§ **DESCRIPTION OF THE TASK**
Please render all the data below as a Markdown table with two columns, Row (the line's number) and Line (its text), leaving out any blank lines.

+++++

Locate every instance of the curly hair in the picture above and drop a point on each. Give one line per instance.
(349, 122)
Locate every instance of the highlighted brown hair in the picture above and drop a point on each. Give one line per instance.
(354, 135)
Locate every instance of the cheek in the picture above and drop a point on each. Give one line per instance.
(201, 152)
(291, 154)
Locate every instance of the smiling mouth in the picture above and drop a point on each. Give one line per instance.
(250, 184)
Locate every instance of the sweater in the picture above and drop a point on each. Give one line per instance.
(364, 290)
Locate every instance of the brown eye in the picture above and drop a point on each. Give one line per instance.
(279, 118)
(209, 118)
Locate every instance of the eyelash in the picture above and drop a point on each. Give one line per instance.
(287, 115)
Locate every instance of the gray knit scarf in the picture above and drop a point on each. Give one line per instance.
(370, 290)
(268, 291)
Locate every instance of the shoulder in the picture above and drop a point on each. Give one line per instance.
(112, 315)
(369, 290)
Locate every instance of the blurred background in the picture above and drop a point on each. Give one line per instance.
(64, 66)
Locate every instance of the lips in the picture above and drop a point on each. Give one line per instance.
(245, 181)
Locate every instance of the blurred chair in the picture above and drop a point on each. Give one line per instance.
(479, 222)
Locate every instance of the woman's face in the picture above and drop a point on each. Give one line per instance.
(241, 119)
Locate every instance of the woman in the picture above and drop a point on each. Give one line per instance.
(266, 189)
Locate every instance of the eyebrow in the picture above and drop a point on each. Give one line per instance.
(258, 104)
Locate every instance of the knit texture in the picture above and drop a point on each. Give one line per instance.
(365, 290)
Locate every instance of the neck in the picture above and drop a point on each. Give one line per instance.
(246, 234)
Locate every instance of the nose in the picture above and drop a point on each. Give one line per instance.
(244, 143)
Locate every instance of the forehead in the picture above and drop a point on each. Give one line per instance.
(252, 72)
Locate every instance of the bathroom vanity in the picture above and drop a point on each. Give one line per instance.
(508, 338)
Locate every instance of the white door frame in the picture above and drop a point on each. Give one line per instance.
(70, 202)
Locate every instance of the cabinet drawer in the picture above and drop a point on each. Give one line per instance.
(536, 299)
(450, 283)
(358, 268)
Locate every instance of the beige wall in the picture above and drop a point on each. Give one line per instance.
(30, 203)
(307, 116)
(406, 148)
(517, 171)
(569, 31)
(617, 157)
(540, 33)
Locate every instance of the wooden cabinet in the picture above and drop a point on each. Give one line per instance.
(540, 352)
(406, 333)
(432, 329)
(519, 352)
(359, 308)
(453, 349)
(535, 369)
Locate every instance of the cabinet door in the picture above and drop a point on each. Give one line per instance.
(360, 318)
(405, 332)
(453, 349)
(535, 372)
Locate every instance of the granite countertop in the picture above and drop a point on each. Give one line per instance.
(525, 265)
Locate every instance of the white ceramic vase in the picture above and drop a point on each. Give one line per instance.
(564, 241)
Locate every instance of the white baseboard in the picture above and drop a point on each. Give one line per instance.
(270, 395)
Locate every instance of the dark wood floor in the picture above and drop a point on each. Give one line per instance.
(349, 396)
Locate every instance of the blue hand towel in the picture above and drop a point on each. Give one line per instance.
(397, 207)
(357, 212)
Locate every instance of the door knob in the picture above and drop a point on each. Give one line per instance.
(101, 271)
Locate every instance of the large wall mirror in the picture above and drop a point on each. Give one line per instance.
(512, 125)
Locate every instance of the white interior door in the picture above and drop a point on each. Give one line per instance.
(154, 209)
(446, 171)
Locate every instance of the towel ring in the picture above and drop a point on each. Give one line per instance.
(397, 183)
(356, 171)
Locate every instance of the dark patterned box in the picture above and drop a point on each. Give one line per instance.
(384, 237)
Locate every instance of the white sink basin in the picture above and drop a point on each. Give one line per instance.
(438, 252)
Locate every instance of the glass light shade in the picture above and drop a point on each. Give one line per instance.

+++++

§ **ANSWER IN FULL**
| Row | Line |
|---|---|
| 1 | Locate every instance of the curly hair in the picture above and drop a point on each. Give one line per instance. |
| 2 | (349, 122) |
| 3 | Locate every instance of the highlighted brown hair in the picture above and drop a point on each. Give one line per instance. |
| 4 | (354, 135) |
| 5 | Locate every instance of the cheek in the picture above and drop a point on each. Give one line per instance. |
| 6 | (201, 152) |
| 7 | (291, 154) |
| 8 | Locate every instance of the smiling mouth in the picture above and drop a point on each. Give one line per instance. |
| 9 | (250, 184) |
| 10 | Locate every instance of the sweater in the picture above and drop a point on each. Give one line per instance. |
| 11 | (364, 290) |
| 12 | Locate every instance of the brown eye in the picture above and drop a point on each. Give one line per instance. |
| 13 | (279, 118) |
| 14 | (209, 118) |
| 15 | Locate every instance of the eyelash in the picture above and drop a point on each. Give one line per instance. |
| 16 | (287, 115) |
| 17 | Locate every instance of the gray knit scarf in the picture above and drop a point on each. Give one line per instance. |
| 18 | (370, 290) |
| 19 | (268, 291) |
| 20 | Locate every instance of the shoulder in the picture above and drop a point on each. Give one line per instance. |
| 21 | (112, 315) |
| 22 | (369, 290) |
| 23 | Locate every instance of the blurred background in the picture above and drop a point on each. Give one line per instance. |
| 24 | (64, 66) |
| 25 | Locate every instance of the lips in the picture above and drop a point on each. Give one line per instance. |
| 26 | (245, 181) |
| 27 | Locate every instance of the blurred chair in the picture above and drop a point on each. Give one line per instance. |
| 28 | (479, 222) |
| 29 | Locate every instance of the woman's face in the picture above and drop a point on each. Give one line per instance. |
| 30 | (241, 119) |
| 31 | Locate every instance of the woman in the picture above and drop a point on each. Give one line per instance. |
| 32 | (266, 189) |
| 33 | Locate every instance of the eyebrow in the picture above and drop a point on each. Give one line per instance. |
| 34 | (258, 104) |
| 35 | Locate every instance of the knit texture in the picture above and drop a point on each. Give one line per instance. |
| 36 | (365, 290) |
| 37 | Locate every instance of the neck in the picture above and drop a point on each. Give one line per instance. |
| 38 | (246, 234) |
| 39 | Locate every instance of the nose in the picture above and drop a point on each. Give one line per instance. |
| 40 | (244, 143) |
| 41 | Locate every instance of the forehead in the picture above and drop a point on each. Give one line per instance. |
| 42 | (252, 72) |
| 43 | Locate every instance of the bathroom vanity in the picture above and drop a point on each. Give one line per instance. |
| 44 | (508, 338) |
| 45 | Locate every instance of the white door frame in the picture above and drop a point on each. Give one line per instance. |
| 46 | (70, 202) |
| 47 | Locate every instance of the cabinet drawer in the picture above and drop a point on each. Give one line per instance. |
| 48 | (536, 299) |
| 49 | (450, 283) |
| 50 | (358, 268) |
| 51 | Locate every instance of the beige wall in the picture above and drop a point on each. Give one line per instance. |
| 52 | (30, 203) |
| 53 | (307, 116) |
| 54 | (406, 148) |
| 55 | (517, 171) |
| 56 | (569, 31) |
| 57 | (617, 157) |
| 58 | (540, 33) |
| 59 | Locate every instance of the wooden cabinet in the picture above and drop a point on each. Give one line per instance. |
| 60 | (540, 352) |
| 61 | (406, 333) |
| 62 | (432, 329) |
| 63 | (519, 352) |
| 64 | (359, 308) |
| 65 | (453, 349) |
| 66 | (535, 369) |
| 67 | Locate every instance of the cabinet door in the picture above and drop a point on each. Give one line per instance. |
| 68 | (360, 318) |
| 69 | (405, 332) |
| 70 | (453, 349) |
| 71 | (535, 372) |
| 72 | Locate every instance of the granite countertop in the picture above and drop a point on each. Give one line per instance. |
| 73 | (525, 265) |
| 74 | Locate every instance of the white ceramic vase in the picture above and drop a point on each. Give one line per instance. |
| 75 | (564, 241) |
| 76 | Locate every instance of the white baseboard in the picture above and drop a point on each. Give one line per instance. |
| 77 | (270, 395) |
| 78 | Locate every instance of the dark wood floor in the picture above and drop a point on each. Give one line per instance. |
| 79 | (349, 396) |
| 80 | Locate every instance of the blue hand towel in the picture above and drop a point on each. Give one line per instance. |
| 81 | (397, 207) |
| 82 | (357, 212) |
| 83 | Locate every instance of the door knob in the picture above and drop a point on each. Give one line per instance. |
| 84 | (101, 271) |
| 85 | Locate every instance of the large wall mirror in the picture above and drop a point on each. Give one line per instance. |
| 86 | (512, 125) |
| 87 | Locate every instance of the white interior door in the picture above and drop a point on each. Give one line per instance. |
| 88 | (154, 209) |
| 89 | (446, 171) |
| 90 | Locate every instance of the towel ring in the picture above and drop a point on each. Give one line per instance. |
| 91 | (397, 183) |
| 92 | (356, 171) |
| 93 | Locate every instance of the dark patterned box in the picture above and drop a point on each. Give one line per instance. |
| 94 | (384, 237) |
| 95 | Locate every instance of the white sink basin in the picture above and drop a point on each. Give one line per instance. |
| 96 | (438, 252) |
| 97 | Locate every instance of the glass light shade in the picture above and drop a point on each. Give one line per instance. |